◆ TO DO
Convert every line of the listing below into a Markdown table with the columns Row and Line, numbering each row and omitting blank lines.

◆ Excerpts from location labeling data
= = =
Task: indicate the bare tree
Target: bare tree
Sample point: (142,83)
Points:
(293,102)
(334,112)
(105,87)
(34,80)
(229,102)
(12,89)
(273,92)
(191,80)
= = =
◆ WRITTEN SOLUTION
| Row | Line |
|---|---|
| 1 | Task: indicate the bare tree |
| 2 | Target: bare tree |
| 3 | Sample point: (142,83) |
| 4 | Points: |
| 5 | (293,102) |
| 6 | (334,112) |
| 7 | (105,87) |
| 8 | (34,80) |
| 9 | (229,102) |
| 10 | (12,89) |
| 11 | (273,92) |
| 12 | (191,80) |